## TASK DETAILS
Please repeat the records, word for word and without gaps.

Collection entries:
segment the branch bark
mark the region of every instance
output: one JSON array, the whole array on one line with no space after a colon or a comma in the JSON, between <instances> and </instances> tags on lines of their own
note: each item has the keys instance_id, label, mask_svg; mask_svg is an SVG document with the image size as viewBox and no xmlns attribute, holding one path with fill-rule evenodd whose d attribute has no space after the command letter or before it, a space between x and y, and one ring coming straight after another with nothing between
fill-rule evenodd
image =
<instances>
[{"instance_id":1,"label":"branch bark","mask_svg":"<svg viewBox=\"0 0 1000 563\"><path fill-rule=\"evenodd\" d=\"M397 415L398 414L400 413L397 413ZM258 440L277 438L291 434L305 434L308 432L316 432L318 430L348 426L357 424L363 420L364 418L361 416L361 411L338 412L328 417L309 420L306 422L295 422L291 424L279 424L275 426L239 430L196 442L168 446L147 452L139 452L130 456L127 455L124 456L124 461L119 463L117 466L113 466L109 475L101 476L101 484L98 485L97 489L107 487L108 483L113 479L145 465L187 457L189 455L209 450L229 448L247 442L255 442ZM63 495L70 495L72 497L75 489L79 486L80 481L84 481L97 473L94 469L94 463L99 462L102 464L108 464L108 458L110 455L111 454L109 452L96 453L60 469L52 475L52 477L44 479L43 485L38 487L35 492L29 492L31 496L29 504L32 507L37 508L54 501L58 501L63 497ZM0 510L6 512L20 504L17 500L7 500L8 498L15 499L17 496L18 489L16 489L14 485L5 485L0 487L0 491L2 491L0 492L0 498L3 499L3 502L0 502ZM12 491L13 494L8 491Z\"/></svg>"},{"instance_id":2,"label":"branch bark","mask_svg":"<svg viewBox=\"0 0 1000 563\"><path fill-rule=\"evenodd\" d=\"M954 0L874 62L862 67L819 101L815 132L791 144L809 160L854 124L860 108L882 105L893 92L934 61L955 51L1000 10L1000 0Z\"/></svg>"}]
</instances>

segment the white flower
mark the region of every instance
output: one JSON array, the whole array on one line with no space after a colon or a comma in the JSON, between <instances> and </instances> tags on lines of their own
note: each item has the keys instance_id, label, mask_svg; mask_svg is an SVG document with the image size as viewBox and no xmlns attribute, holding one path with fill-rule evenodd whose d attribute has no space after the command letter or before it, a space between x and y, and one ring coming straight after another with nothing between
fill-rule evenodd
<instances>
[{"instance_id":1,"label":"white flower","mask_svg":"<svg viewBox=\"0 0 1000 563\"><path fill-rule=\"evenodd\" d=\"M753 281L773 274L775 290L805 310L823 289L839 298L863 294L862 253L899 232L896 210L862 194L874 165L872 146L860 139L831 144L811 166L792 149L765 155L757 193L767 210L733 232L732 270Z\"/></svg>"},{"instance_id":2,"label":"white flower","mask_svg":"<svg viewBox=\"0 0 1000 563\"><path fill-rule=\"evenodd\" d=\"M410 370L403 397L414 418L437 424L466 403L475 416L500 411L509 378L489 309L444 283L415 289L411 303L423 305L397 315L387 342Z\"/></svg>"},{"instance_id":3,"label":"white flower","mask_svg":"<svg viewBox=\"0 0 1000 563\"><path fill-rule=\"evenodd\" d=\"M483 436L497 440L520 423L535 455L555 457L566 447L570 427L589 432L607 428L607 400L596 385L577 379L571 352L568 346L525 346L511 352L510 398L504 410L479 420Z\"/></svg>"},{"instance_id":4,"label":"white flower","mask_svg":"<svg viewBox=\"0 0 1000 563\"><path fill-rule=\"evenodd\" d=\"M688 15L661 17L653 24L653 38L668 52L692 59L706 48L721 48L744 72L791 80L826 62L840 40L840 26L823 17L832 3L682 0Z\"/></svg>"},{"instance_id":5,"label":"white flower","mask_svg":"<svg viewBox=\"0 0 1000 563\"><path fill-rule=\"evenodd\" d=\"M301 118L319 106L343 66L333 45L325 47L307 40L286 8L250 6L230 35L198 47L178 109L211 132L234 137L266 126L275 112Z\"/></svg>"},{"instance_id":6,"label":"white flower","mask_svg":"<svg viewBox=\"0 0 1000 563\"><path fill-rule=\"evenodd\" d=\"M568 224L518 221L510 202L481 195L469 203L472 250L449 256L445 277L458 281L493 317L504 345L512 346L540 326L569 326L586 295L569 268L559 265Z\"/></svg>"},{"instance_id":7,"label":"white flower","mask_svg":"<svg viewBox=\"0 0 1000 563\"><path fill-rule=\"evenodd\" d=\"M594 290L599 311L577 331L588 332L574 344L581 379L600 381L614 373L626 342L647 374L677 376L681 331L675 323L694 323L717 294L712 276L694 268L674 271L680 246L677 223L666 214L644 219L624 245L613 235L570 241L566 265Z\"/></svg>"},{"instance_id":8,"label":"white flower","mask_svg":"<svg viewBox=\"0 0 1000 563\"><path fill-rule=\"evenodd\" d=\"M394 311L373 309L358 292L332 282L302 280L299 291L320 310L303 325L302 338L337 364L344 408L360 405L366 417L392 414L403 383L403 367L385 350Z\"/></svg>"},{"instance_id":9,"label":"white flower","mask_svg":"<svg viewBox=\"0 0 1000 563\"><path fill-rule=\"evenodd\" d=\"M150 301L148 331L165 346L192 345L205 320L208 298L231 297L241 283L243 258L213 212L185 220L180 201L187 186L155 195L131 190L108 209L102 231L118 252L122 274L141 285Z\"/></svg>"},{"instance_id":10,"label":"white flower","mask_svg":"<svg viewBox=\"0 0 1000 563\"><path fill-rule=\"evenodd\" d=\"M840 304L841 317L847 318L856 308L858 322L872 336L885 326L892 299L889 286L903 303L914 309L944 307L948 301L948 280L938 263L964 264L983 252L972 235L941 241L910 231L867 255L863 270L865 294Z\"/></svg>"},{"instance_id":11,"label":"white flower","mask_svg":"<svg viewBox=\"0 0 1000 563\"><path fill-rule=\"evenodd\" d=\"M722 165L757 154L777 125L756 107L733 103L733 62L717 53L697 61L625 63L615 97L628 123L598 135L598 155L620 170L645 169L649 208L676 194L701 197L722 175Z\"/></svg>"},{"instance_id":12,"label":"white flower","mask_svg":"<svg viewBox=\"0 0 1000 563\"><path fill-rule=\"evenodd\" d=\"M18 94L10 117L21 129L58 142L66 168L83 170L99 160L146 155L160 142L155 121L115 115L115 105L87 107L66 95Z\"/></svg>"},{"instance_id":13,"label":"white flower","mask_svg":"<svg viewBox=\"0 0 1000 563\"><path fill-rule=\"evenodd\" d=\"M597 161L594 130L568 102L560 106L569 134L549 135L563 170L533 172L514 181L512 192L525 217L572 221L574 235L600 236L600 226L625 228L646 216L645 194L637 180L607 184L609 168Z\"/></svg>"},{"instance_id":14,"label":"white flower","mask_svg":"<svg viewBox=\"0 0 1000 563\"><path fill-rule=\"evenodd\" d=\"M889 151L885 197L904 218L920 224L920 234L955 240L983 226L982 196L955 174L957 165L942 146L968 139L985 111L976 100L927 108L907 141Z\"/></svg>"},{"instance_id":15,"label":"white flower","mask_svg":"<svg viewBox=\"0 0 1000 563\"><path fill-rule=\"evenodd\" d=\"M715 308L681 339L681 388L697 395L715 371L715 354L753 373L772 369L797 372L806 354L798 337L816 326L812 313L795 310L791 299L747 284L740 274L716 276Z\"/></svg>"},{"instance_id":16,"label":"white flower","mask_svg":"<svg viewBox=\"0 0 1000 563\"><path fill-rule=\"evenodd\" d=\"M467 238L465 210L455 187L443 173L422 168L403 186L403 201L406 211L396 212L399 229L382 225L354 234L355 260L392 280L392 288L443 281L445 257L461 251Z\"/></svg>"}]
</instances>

## TASK RESULT
segment the branch bark
mark the region of every instance
output: one JSON array, the whole array on one line with no space after a colon or a comma in the JSON, between <instances> and </instances> tags on lines of their own
note: each item has the keys instance_id, label, mask_svg; mask_svg is an SVG document with the image size as viewBox and no xmlns attribute, holding one path with fill-rule evenodd whose d attribute has no space after the command letter or before it, a space between x and y, and one ring coming straight after another with nothing between
fill-rule evenodd
image =
<instances>
[{"instance_id":1,"label":"branch bark","mask_svg":"<svg viewBox=\"0 0 1000 563\"><path fill-rule=\"evenodd\" d=\"M397 415L398 414L400 413L397 413ZM258 440L277 438L291 434L305 434L308 432L316 432L318 430L348 426L357 424L363 420L364 418L361 416L361 411L338 412L328 417L309 420L306 422L295 422L291 424L279 424L275 426L239 430L196 442L168 446L147 452L139 452L130 456L127 455L124 456L124 461L119 463L117 466L113 466L109 475L101 476L101 484L98 485L97 489L107 487L108 483L113 479L145 465L187 457L189 455L209 450L229 448L247 442L255 442ZM63 495L70 495L72 497L75 489L79 486L80 481L84 481L97 473L94 469L94 463L99 462L102 464L108 464L108 458L110 455L111 454L109 452L96 453L60 469L52 475L52 477L44 479L43 485L38 487L35 492L29 492L31 496L29 504L32 507L37 508L54 501L58 501L63 497ZM0 510L6 512L20 504L17 500L7 500L8 498L15 499L17 496L18 489L16 489L14 485L5 485L0 487L0 491L2 491L0 492L0 498L3 499L3 502L0 502ZM12 491L13 494L8 491Z\"/></svg>"},{"instance_id":2,"label":"branch bark","mask_svg":"<svg viewBox=\"0 0 1000 563\"><path fill-rule=\"evenodd\" d=\"M954 0L874 62L862 67L819 101L815 132L791 144L809 160L854 124L860 108L882 105L893 92L934 61L955 51L1000 10L1000 0Z\"/></svg>"}]
</instances>

segment the white flower
mark the region of every instance
output: one JSON array, the whole array on one line with no space after a colon or a comma in the JSON, between <instances> and </instances> tags on lines of their own
note: each item has the keys instance_id, label, mask_svg; mask_svg is an SVG document with the image size as viewBox and no xmlns attribute, holding one path with fill-rule evenodd whose d attribute has no space after the command letter or before it, a space between x and y, and one ring coming straight after another with nothing between
fill-rule evenodd
<instances>
[{"instance_id":1,"label":"white flower","mask_svg":"<svg viewBox=\"0 0 1000 563\"><path fill-rule=\"evenodd\" d=\"M753 281L773 274L775 290L805 310L823 289L839 298L863 294L862 253L899 232L896 210L862 194L874 165L872 146L860 139L831 144L811 166L792 149L765 155L757 193L767 210L733 232L732 270Z\"/></svg>"},{"instance_id":2,"label":"white flower","mask_svg":"<svg viewBox=\"0 0 1000 563\"><path fill-rule=\"evenodd\" d=\"M410 370L403 397L414 418L437 424L466 403L475 416L500 411L509 378L489 309L444 283L415 289L411 303L423 305L397 315L387 342Z\"/></svg>"},{"instance_id":3,"label":"white flower","mask_svg":"<svg viewBox=\"0 0 1000 563\"><path fill-rule=\"evenodd\" d=\"M483 436L497 440L520 423L535 455L555 457L566 447L570 427L589 432L607 428L607 400L596 385L577 379L571 352L568 346L525 346L511 352L510 398L504 410L479 420Z\"/></svg>"},{"instance_id":4,"label":"white flower","mask_svg":"<svg viewBox=\"0 0 1000 563\"><path fill-rule=\"evenodd\" d=\"M688 15L661 17L653 24L653 38L668 52L692 59L706 48L721 48L744 72L791 80L826 62L840 40L840 26L823 17L832 3L682 0Z\"/></svg>"},{"instance_id":5,"label":"white flower","mask_svg":"<svg viewBox=\"0 0 1000 563\"><path fill-rule=\"evenodd\" d=\"M301 118L319 106L343 66L333 45L325 47L307 40L286 8L250 6L230 35L198 47L178 109L211 132L234 137L266 126L275 112Z\"/></svg>"},{"instance_id":6,"label":"white flower","mask_svg":"<svg viewBox=\"0 0 1000 563\"><path fill-rule=\"evenodd\" d=\"M568 224L518 221L510 202L481 195L469 203L472 250L449 256L445 277L458 281L493 317L504 345L512 346L540 326L569 326L586 295L569 268L559 265Z\"/></svg>"},{"instance_id":7,"label":"white flower","mask_svg":"<svg viewBox=\"0 0 1000 563\"><path fill-rule=\"evenodd\" d=\"M594 290L599 311L577 331L588 332L574 344L581 379L600 381L614 373L626 342L647 374L677 376L681 331L675 323L694 323L717 294L712 276L694 268L674 271L680 246L677 223L666 214L644 219L624 245L613 235L570 241L566 265Z\"/></svg>"},{"instance_id":8,"label":"white flower","mask_svg":"<svg viewBox=\"0 0 1000 563\"><path fill-rule=\"evenodd\" d=\"M394 311L373 309L358 292L332 282L302 280L299 291L320 310L303 325L302 338L337 364L344 408L360 405L366 417L392 414L403 383L403 367L385 350Z\"/></svg>"},{"instance_id":9,"label":"white flower","mask_svg":"<svg viewBox=\"0 0 1000 563\"><path fill-rule=\"evenodd\" d=\"M150 301L148 331L165 346L192 345L205 320L208 298L231 297L241 283L243 258L213 212L185 220L180 201L187 186L155 195L131 190L108 209L102 231L118 252L122 274L141 285Z\"/></svg>"},{"instance_id":10,"label":"white flower","mask_svg":"<svg viewBox=\"0 0 1000 563\"><path fill-rule=\"evenodd\" d=\"M840 304L841 317L847 318L856 308L858 322L872 336L885 326L892 299L889 286L903 303L914 309L944 307L948 301L948 280L938 263L964 264L983 252L972 235L941 241L910 231L867 255L863 270L865 294Z\"/></svg>"},{"instance_id":11,"label":"white flower","mask_svg":"<svg viewBox=\"0 0 1000 563\"><path fill-rule=\"evenodd\" d=\"M722 165L757 154L777 125L756 107L733 103L733 62L717 53L697 61L625 63L615 97L628 123L598 135L598 155L620 170L645 169L649 208L676 194L701 197L722 175Z\"/></svg>"},{"instance_id":12,"label":"white flower","mask_svg":"<svg viewBox=\"0 0 1000 563\"><path fill-rule=\"evenodd\" d=\"M18 94L10 117L21 129L58 142L66 168L83 170L99 160L146 155L160 142L155 121L115 115L115 105L87 107L66 95Z\"/></svg>"},{"instance_id":13,"label":"white flower","mask_svg":"<svg viewBox=\"0 0 1000 563\"><path fill-rule=\"evenodd\" d=\"M597 161L594 130L568 102L560 106L569 134L549 135L563 170L533 172L514 181L512 192L525 217L572 221L574 235L600 236L600 226L625 228L646 216L645 194L637 180L607 184L609 168Z\"/></svg>"},{"instance_id":14,"label":"white flower","mask_svg":"<svg viewBox=\"0 0 1000 563\"><path fill-rule=\"evenodd\" d=\"M889 151L885 197L904 218L920 224L920 234L955 240L983 226L982 196L955 174L957 165L942 146L968 139L985 111L976 100L927 108L907 141Z\"/></svg>"},{"instance_id":15,"label":"white flower","mask_svg":"<svg viewBox=\"0 0 1000 563\"><path fill-rule=\"evenodd\" d=\"M715 308L681 339L681 388L697 395L715 371L715 354L753 373L772 369L797 372L806 354L798 337L816 326L812 313L795 310L791 299L747 284L740 274L716 276Z\"/></svg>"},{"instance_id":16,"label":"white flower","mask_svg":"<svg viewBox=\"0 0 1000 563\"><path fill-rule=\"evenodd\" d=\"M467 238L465 210L455 187L443 173L422 168L403 186L403 201L406 211L396 212L399 229L382 225L354 234L355 260L392 280L392 288L443 281L445 257L461 251Z\"/></svg>"}]
</instances>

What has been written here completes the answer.